Entries contained in a dataset
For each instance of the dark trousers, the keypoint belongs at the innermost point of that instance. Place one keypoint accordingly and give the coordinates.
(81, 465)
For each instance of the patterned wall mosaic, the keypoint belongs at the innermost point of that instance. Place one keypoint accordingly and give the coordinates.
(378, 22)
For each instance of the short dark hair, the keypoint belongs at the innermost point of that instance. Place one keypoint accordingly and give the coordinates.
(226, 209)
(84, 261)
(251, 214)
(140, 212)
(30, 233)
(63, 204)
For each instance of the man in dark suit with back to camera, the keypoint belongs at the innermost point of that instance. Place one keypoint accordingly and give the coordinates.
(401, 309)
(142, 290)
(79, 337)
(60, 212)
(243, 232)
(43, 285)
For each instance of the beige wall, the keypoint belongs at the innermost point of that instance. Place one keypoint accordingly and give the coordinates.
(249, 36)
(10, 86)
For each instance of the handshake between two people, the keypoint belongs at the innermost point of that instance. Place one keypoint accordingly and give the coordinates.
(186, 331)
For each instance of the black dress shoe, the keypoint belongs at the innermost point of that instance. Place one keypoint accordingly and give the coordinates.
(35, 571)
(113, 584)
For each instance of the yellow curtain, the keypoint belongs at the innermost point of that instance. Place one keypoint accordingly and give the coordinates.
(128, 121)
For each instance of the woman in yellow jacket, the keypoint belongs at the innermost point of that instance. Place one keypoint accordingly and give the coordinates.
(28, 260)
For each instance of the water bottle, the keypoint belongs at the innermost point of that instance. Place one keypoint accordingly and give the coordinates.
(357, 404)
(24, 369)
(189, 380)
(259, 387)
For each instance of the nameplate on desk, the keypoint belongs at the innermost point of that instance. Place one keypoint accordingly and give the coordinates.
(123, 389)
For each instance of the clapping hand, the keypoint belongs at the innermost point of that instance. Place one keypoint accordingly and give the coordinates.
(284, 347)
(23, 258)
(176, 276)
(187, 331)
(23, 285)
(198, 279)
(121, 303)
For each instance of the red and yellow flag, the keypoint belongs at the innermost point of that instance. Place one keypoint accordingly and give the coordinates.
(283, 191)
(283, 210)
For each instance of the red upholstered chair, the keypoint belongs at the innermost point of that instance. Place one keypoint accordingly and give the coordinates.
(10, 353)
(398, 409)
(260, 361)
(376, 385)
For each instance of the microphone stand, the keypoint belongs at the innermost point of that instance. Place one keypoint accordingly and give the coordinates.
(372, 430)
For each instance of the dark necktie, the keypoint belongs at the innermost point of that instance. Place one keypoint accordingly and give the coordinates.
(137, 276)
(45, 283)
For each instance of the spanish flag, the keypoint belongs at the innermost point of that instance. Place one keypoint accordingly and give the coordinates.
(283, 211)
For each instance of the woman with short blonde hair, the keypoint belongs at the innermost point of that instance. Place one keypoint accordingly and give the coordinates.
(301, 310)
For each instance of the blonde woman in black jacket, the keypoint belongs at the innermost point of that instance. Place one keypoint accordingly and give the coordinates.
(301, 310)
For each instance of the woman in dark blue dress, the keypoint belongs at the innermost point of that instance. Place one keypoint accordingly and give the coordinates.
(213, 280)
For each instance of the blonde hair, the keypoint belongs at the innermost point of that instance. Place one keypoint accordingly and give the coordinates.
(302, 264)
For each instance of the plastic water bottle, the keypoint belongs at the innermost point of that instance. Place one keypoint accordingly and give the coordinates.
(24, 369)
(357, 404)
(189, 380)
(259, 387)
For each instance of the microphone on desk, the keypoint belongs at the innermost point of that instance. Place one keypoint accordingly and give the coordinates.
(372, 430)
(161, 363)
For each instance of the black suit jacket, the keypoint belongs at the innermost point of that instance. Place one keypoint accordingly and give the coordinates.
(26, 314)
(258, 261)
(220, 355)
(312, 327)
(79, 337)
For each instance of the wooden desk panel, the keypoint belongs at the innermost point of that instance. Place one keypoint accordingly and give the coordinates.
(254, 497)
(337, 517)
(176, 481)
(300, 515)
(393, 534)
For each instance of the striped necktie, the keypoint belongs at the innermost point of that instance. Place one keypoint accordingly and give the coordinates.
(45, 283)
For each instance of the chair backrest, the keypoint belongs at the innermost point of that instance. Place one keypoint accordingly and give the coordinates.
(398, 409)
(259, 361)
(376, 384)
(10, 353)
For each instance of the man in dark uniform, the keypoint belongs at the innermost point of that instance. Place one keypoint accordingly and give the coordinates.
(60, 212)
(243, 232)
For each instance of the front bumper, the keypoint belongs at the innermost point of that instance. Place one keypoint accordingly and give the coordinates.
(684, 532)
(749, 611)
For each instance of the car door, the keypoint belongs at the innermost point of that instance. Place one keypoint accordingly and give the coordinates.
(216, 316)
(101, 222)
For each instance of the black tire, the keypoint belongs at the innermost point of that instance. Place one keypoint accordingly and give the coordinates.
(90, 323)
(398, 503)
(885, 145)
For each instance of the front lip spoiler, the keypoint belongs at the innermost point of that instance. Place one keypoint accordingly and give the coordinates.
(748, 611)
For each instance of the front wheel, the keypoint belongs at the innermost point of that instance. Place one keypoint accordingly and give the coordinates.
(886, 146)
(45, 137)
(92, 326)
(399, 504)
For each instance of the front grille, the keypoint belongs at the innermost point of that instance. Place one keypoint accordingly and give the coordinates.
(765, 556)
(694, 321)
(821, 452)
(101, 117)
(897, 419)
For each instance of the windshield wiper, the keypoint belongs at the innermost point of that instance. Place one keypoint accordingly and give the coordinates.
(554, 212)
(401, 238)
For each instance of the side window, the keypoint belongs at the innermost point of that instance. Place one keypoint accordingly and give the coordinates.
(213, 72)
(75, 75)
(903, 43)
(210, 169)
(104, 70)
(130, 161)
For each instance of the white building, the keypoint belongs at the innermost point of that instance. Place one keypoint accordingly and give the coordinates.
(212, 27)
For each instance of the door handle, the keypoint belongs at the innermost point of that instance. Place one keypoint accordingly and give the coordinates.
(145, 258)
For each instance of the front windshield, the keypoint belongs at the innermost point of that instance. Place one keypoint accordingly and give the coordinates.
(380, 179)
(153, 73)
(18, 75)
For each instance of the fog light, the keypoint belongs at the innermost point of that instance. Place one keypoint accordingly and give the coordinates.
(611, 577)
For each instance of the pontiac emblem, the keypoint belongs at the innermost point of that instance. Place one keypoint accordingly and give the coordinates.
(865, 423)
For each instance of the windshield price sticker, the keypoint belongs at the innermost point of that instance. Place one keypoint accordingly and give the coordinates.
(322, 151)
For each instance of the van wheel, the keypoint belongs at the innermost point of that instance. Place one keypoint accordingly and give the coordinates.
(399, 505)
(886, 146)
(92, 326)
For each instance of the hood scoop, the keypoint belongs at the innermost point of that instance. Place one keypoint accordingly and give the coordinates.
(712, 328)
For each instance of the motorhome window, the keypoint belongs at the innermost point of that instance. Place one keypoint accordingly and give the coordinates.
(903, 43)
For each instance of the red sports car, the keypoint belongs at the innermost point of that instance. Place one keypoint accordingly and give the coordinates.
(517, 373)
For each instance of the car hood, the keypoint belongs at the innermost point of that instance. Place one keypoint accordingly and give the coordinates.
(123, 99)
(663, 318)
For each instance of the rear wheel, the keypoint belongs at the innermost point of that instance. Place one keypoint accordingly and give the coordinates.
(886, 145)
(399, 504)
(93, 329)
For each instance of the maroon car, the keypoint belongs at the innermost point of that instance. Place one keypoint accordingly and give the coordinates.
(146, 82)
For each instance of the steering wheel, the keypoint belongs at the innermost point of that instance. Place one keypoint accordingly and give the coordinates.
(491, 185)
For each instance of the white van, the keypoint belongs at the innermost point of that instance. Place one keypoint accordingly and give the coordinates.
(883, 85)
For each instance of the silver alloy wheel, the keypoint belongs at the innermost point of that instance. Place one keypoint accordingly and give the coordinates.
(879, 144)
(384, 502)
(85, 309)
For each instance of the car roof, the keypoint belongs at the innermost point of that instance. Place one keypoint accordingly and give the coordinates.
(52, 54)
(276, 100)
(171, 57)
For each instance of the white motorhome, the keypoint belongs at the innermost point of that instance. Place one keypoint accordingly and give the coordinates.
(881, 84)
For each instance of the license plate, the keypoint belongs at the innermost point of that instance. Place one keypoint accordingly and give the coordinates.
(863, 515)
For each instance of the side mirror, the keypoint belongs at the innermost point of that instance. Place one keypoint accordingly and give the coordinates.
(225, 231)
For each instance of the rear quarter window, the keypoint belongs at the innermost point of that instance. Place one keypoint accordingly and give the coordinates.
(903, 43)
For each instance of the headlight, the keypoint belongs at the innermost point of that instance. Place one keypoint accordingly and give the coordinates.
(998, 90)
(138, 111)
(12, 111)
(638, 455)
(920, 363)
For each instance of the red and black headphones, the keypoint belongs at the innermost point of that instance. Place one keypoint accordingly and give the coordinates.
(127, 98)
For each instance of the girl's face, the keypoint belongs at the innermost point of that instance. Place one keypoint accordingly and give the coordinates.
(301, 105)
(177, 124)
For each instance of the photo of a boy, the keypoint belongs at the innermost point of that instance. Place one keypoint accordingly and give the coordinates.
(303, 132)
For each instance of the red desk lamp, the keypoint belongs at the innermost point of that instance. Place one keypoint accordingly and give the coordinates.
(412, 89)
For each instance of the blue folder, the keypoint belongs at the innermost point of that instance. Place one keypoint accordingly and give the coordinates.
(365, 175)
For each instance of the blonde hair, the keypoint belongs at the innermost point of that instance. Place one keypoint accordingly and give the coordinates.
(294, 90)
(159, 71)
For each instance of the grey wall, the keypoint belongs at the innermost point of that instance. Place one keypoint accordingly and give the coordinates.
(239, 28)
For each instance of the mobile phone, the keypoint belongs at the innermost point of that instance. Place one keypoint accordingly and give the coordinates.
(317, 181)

◆ The request ◆
Put every line of the entries from the one containing "For each instance of the photo" through the final line, inclusive, into a Markdown table with columns titled No. and Line. Number the rows and leave out blank lines.

◆ Solution to this problem ◆
| No. | Line |
|---|---|
| 1 | For each instance of the photo of a boy, the keypoint belongs at the innermost point of that instance. Place one keypoint accordingly and give the coordinates. |
| 2 | (303, 132) |
| 3 | For each instance of the red desk lamp, the keypoint belongs at the innermost point of that instance. Place one keypoint accordingly and give the coordinates. |
| 4 | (412, 89) |
| 5 | For each instance of the blue folder, the keypoint belongs at the innermost point of that instance. Place one keypoint accordingly and give the coordinates. |
| 6 | (365, 175) |
| 7 | For each instance of the blonde hair, the keypoint belongs at the innermost point of that instance. Place one keypoint accordingly and give the coordinates. |
| 8 | (294, 90) |
| 9 | (159, 71) |
| 10 | For each instance of the grey wall, the keypoint belongs at the innermost point of that instance. Place one keypoint accordingly and give the coordinates. |
| 11 | (239, 28) |
| 12 | For each instance of the mobile phone, the keypoint belongs at the innermost point of that instance. Place one keypoint accordingly and give the coordinates. |
| 13 | (317, 181) |